[RECORDS FOR THIS TASK Boundary: Start]

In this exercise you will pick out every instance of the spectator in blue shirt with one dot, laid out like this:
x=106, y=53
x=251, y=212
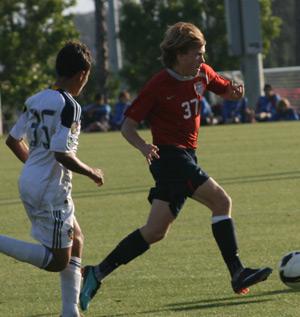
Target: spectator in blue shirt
x=119, y=109
x=285, y=111
x=267, y=104
x=96, y=116
x=237, y=111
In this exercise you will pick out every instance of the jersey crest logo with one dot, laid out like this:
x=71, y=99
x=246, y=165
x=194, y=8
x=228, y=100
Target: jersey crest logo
x=71, y=233
x=75, y=127
x=199, y=89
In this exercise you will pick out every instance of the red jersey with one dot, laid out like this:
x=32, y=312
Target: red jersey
x=171, y=105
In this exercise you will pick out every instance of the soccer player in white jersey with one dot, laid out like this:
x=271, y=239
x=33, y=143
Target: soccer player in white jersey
x=45, y=139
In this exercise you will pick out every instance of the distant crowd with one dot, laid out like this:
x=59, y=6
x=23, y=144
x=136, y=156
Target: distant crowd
x=102, y=117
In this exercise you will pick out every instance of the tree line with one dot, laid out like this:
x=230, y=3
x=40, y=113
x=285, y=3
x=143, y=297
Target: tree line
x=32, y=31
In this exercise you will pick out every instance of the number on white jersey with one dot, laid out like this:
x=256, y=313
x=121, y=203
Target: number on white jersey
x=40, y=127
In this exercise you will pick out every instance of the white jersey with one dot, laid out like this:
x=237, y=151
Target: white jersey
x=50, y=123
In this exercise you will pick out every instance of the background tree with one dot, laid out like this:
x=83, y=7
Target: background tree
x=144, y=23
x=31, y=33
x=101, y=67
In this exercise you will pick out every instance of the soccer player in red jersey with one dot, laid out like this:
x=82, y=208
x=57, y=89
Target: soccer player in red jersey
x=170, y=102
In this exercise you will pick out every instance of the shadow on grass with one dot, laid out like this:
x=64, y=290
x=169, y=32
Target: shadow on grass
x=44, y=315
x=211, y=303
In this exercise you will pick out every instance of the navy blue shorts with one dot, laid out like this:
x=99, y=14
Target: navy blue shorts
x=176, y=176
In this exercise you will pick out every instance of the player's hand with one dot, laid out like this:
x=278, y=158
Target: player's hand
x=235, y=91
x=97, y=176
x=150, y=151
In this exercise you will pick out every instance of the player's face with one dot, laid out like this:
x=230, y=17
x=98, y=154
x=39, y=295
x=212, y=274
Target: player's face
x=189, y=63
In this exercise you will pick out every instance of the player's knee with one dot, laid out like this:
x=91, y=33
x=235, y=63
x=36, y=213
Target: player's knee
x=222, y=204
x=79, y=239
x=157, y=235
x=57, y=265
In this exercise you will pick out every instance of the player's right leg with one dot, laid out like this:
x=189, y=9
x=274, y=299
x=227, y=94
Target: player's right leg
x=132, y=246
x=216, y=199
x=70, y=277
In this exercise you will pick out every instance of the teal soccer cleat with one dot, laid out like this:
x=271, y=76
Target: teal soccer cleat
x=89, y=288
x=248, y=277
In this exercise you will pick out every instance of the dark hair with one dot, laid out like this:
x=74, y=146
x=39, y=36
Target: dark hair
x=179, y=38
x=73, y=58
x=124, y=94
x=268, y=87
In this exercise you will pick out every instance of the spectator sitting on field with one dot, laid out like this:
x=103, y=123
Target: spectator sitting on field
x=96, y=116
x=267, y=104
x=284, y=111
x=237, y=111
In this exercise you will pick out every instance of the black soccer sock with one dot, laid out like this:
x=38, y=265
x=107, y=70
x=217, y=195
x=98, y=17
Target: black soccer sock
x=128, y=249
x=225, y=237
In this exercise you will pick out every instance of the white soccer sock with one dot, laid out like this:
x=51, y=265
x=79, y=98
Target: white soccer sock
x=216, y=219
x=35, y=254
x=70, y=279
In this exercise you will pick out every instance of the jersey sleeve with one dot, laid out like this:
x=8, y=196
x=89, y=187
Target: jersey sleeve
x=215, y=82
x=18, y=131
x=65, y=138
x=142, y=105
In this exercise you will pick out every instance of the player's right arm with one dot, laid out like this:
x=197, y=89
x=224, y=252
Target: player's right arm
x=18, y=147
x=74, y=164
x=15, y=140
x=129, y=131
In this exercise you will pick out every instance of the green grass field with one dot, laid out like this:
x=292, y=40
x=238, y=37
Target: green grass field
x=183, y=275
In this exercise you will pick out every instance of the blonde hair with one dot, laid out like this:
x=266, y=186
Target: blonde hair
x=180, y=38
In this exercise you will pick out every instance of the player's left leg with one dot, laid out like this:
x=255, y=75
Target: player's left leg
x=217, y=200
x=70, y=277
x=132, y=246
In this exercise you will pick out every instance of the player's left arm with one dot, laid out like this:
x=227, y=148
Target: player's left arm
x=224, y=87
x=234, y=91
x=18, y=147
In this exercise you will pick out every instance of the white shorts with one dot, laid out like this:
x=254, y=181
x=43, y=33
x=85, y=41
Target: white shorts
x=52, y=228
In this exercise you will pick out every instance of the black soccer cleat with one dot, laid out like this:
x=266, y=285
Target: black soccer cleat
x=248, y=277
x=89, y=288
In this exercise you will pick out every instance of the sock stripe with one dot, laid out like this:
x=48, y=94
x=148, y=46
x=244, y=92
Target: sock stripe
x=58, y=223
x=47, y=258
x=75, y=263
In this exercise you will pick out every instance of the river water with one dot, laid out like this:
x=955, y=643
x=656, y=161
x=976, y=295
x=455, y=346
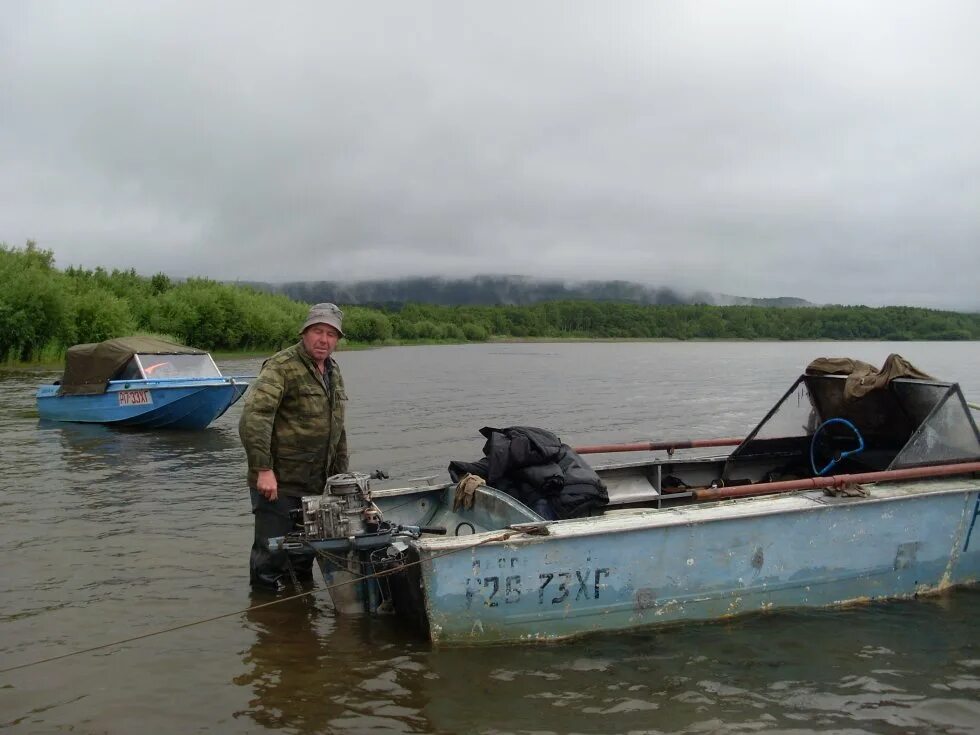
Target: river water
x=108, y=535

[RECORDS FOR THIS TASK Boundary: End]

- **WHAT IS EXPECTED**
Starting with the line that contains "the jersey sleeve", print every line through the end of the data exactly as written; omit all pictures and add nothing else.

- **OUTPUT OF THE EXERCISE**
In this exercise you will pick out every instance of the jersey sleeve with one dot, laid out like this:
x=8, y=196
x=89, y=187
Target: jersey sleeve
x=215, y=82
x=18, y=131
x=65, y=138
x=142, y=105
In this exercise you will pick out every instance of the player's right arm with one dot, laid out like this:
x=197, y=89
x=224, y=252
Target: player's right arm
x=18, y=147
x=74, y=164
x=15, y=140
x=129, y=131
In this exercise you will pick out every instance of the green grass field with one dot, laid out like this:
x=292, y=40
x=238, y=37
Target: green grass field
x=183, y=275
In this exercise you will pick out every instance of the blonde hair with one dot, laid out like this:
x=266, y=186
Target: blonde hair
x=180, y=38
In this exercise you will pick out every instance of the player's left leg with one dot, laid out like this:
x=255, y=75
Target: player's left leg
x=217, y=200
x=70, y=277
x=132, y=246
In this exercise you will pick out every instance of the player's left arm with one dot, laid out like this:
x=227, y=148
Target: player's left arm
x=224, y=87
x=234, y=91
x=18, y=147
In this exercise you will pick out every instance of the white shorts with one dot, laid out like this:
x=254, y=181
x=43, y=33
x=85, y=41
Target: white shorts
x=52, y=228
In this exercise you will pick out every instance of the black soccer cleat with one dot, laid out like this:
x=266, y=285
Target: black soccer cleat
x=248, y=277
x=89, y=288
In this exercise you will pick out every instance of the sock stripe with one dot, laid out like this:
x=48, y=94
x=148, y=46
x=244, y=92
Target: sock stripe
x=58, y=223
x=47, y=258
x=75, y=263
In this exercise you will pick out every instance of the river water with one dot, laid out like this:
x=955, y=643
x=656, y=161
x=976, y=295
x=455, y=346
Target: river water
x=108, y=535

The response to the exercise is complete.